--- START ---
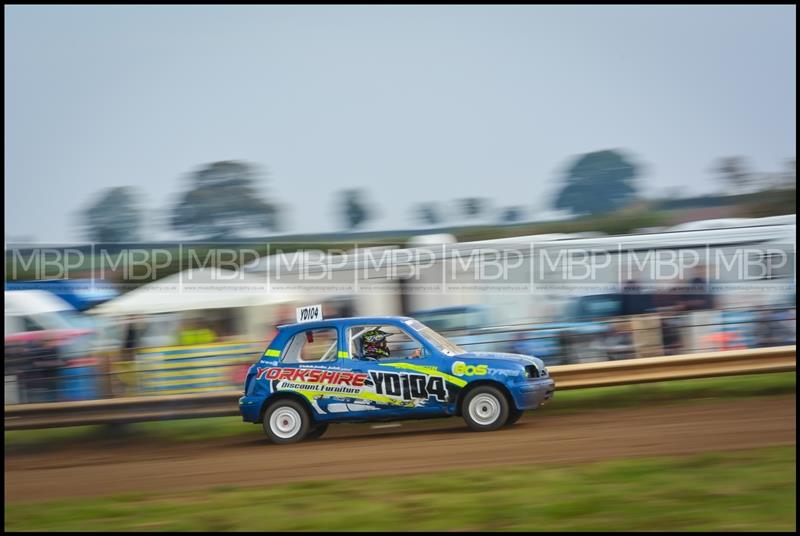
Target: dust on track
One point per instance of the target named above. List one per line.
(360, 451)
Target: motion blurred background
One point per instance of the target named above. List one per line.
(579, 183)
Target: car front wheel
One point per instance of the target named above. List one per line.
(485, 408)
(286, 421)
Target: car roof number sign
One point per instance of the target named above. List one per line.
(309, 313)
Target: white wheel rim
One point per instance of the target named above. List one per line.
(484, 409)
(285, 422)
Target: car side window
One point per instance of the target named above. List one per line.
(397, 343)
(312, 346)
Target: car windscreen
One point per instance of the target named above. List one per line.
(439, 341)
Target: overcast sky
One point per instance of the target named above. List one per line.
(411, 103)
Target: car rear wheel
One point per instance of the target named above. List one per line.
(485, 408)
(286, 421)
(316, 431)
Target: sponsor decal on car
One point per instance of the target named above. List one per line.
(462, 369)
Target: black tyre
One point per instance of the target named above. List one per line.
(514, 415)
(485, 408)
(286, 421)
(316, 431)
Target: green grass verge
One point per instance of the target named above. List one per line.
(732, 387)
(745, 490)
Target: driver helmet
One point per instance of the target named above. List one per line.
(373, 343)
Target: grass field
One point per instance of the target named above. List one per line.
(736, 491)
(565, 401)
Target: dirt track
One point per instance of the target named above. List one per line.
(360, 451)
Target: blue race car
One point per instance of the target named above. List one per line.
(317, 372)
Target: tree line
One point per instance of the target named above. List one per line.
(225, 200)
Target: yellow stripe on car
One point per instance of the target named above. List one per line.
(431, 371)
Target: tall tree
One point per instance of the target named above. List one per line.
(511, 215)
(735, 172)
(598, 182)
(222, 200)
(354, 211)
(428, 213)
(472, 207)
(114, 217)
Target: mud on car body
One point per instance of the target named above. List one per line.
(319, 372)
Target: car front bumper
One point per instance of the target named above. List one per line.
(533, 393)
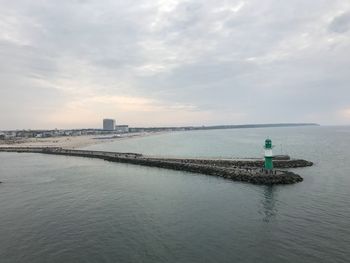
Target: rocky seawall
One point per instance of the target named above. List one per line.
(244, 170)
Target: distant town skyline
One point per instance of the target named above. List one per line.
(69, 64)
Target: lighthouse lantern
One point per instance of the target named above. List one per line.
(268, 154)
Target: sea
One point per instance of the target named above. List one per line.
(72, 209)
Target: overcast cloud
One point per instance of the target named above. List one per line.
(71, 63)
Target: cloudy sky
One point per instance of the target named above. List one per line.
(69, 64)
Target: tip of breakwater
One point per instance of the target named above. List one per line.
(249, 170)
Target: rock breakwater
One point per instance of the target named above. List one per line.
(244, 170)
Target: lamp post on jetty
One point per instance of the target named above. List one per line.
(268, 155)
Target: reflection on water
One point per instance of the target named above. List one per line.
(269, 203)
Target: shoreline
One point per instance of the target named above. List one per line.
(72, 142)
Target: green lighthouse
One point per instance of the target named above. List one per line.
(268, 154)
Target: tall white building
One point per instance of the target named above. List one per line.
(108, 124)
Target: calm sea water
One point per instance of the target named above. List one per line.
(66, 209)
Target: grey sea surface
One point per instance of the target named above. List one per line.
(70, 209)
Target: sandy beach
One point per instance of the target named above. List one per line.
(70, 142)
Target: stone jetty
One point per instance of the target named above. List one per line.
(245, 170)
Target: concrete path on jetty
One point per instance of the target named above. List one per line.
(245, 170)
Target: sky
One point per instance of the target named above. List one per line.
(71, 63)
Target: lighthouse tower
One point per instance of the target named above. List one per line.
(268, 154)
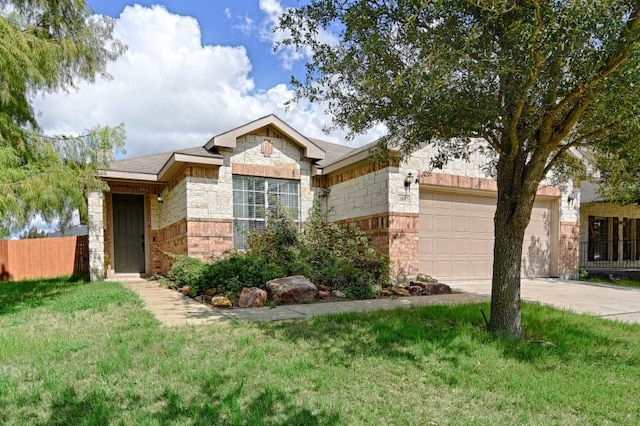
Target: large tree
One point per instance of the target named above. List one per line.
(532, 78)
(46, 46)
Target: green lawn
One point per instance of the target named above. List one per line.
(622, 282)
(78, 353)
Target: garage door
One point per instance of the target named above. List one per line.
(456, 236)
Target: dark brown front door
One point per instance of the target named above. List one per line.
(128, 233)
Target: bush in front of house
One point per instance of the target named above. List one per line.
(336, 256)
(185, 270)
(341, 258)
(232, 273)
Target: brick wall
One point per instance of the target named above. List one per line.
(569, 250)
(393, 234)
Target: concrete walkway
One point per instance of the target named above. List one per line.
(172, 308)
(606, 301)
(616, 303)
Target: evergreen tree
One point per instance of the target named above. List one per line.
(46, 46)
--- END ---
* [To do]:
What I need is every record written out exactly, minus the pictures.

* [Expected output]:
Target: dust on track
One point per instance of the target named above. List one per line.
(360, 451)
Target: motion blurred background
One point per instance of the target named above. List one per line.
(579, 183)
Target: car front wheel
One point per instance of the target named above. List one per line.
(485, 408)
(286, 421)
Target: car roof number sign
One point per instance of the target named above. List one per line.
(309, 313)
Target: white wheel rim
One point per instance of the target named above. List one per line.
(484, 409)
(285, 422)
Target: car side window
One point per instance of the target named above. List one per line.
(397, 343)
(312, 346)
Target: car windscreen
One point per instance of the target named above. List one per line.
(439, 341)
Target: overcast sky
One point per instance of the target named above. List one per line.
(411, 103)
Target: car rear wheel
One point per instance of the target named above. List one per line.
(485, 408)
(286, 421)
(316, 431)
Target: sponsor decal on car
One point per instance of the target named above. List one per line.
(462, 369)
Target: black tyre
One point per instance of the target named above. List one per line.
(514, 415)
(485, 408)
(286, 421)
(316, 431)
Target: green grass verge
One point per instance of the target named above. List one per line.
(732, 387)
(745, 490)
Target: driver helmet
One point per instance of the target named above. List one per line.
(373, 343)
Target: grass field
One point per instance of the target named above. List one per line.
(736, 491)
(565, 401)
Target: dirt track
One point per instance of the target named above. List one per line.
(360, 451)
Target: blue race car
One point per instance of the target named above. List one per line.
(317, 372)
Target: tree line
One point per instance of the target named above. List one per line.
(225, 200)
Target: yellow stripe on car
One point per instance of the target named above. List one per line.
(431, 371)
Target: tall tree
One point per instance of the target named above. List one per line.
(511, 215)
(735, 172)
(598, 182)
(222, 200)
(354, 211)
(428, 213)
(472, 207)
(114, 217)
Target: mud on car body
One point per instance of the target named above. List one per line.
(319, 372)
Target: car front bumper
One point per instance of the target named above. List one per line.
(533, 393)
Target: rocky seawall
One point per instance of the target named above. List one per line.
(244, 170)
Target: distant town skyline
One point per instance of the target named above. List one per line.
(69, 64)
Target: lighthouse lantern
One point per instance of the target named above. List one per line.
(268, 154)
Target: sea
One point per instance of the target named above. List one per line.
(72, 209)
Target: overcast cloud
One point per instance of the target named above. List one per line.
(71, 63)
Target: cloudy sky
One point per instance of the target named above. List one per line.
(69, 64)
Target: tip of breakwater
One point per instance of the target named above. List one per line.
(249, 170)
Target: rock breakwater
One point per instance of the target named above. List one per line.
(244, 170)
Target: lamp post on jetty
One point per instance of the target named above. List one per line.
(268, 155)
Target: reflection on water
One point per instance of the target named above. List one per line.
(269, 203)
Target: shoreline
One point per instance of the target named above. List one per line.
(72, 142)
Target: green lighthouse
One point per instance of the target named above. List one per line.
(268, 154)
Target: tall white building
One point per instance of the target named above. List one per line.
(108, 124)
Target: calm sea water
One point per instance of the target named above. List one per line.
(66, 209)
Target: grey sea surface
One point per instance of the target named above. List one per line.
(70, 209)
Target: sandy beach
One point per instance of the target named above. List one per line.
(70, 142)
Target: stone jetty
One point per instance of the target named above. List one per line.
(245, 170)
Target: concrete path on jetty
One point per instance of the target named above. List one per line.
(245, 170)
Target: sky
One point per instance of the target named above. List one per line.
(71, 63)
Target: lighthouse tower
One point per instance of the target named above. List one per line.
(268, 154)
Target: large tree
One point per instance of the target named above. List one per line.
(532, 78)
(46, 46)
Target: green lawn
One point per instance of the target named above. List one per line.
(622, 282)
(78, 353)
Target: garage door
One point per instance of the target named above. List one per line.
(456, 236)
Target: dark brown front door
One point per instance of the target named above. List one per line.
(128, 233)
Target: bush in front of house
One point per instance of the target named above. List one per line.
(336, 256)
(185, 270)
(341, 258)
(232, 273)
Target: brick wall
One point per instance of the target named above. List one per line.
(569, 250)
(393, 234)
Target: concrete walkway
One point per instance of the target named above. List one per line.
(172, 308)
(606, 301)
(616, 303)
Target: evergreen tree
One point per instance of the target named above. List one per line.
(46, 46)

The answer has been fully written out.